# Short task
From the article on the Na Trut forest, list the hamlet, commune, district, and province named in its opening sentence.

Vietnam Heritage, July-August 2011 — In Group 4, Xanh Hamlet, Tra Trung Commune, Tay Tra District, in the mountains of Quang Ngai Province, Central Vietnam, seven montagnard families, with 31 members, succeed in defending a piece of native forest called Na Trut from poachers, keeping many kinds of highly valuable timber intact, while other parts of the natural forest in the district have been obliterated. 
Elder Ho Van Ba, 70, of Group 4, showed a group of visitors, of which I was a member, to the Na Trut forest. It was a few hundred square kilometres, with a road in it wide enough for a car. Trees like ironwood and parashorea (Parashorea elata, chò, in Vietnamese) of various sizes, grew imposing and thickly.  Ironwoods over 20 m tall could not be encircled by fewer than ten people linking hands. Mr Ba said that in Na Trut forest several ironwood trees were even bigger. The ironwoods and parashoreas were hundreds of years old. A tree of either species would sell for VND500 million ($25,000) felled and sawn.
‘The Na Trut forest is the treasure of the village,’ Mr Ba said.
The villagers in Group 4 cultivated their fields all year round but they had to take care of the forest so it would provide the stream that supplied the village and remain the habitat of useful animals and plants.

# Material provided

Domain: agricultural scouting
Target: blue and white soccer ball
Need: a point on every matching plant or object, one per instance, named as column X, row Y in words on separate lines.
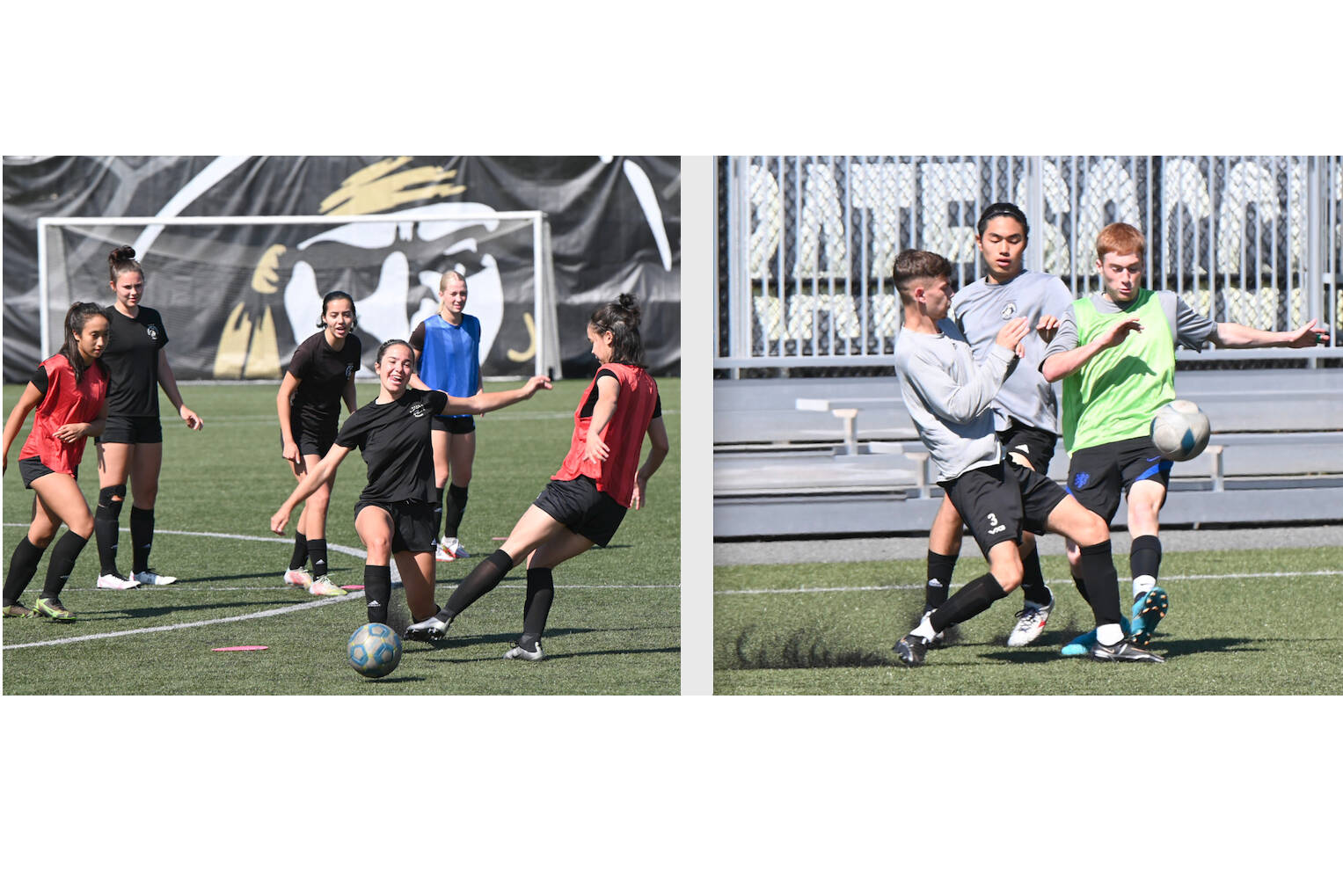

# Written solution
Xanh Hamlet, Tra Trung Commune, Tay Tra District, Quang Ngai Province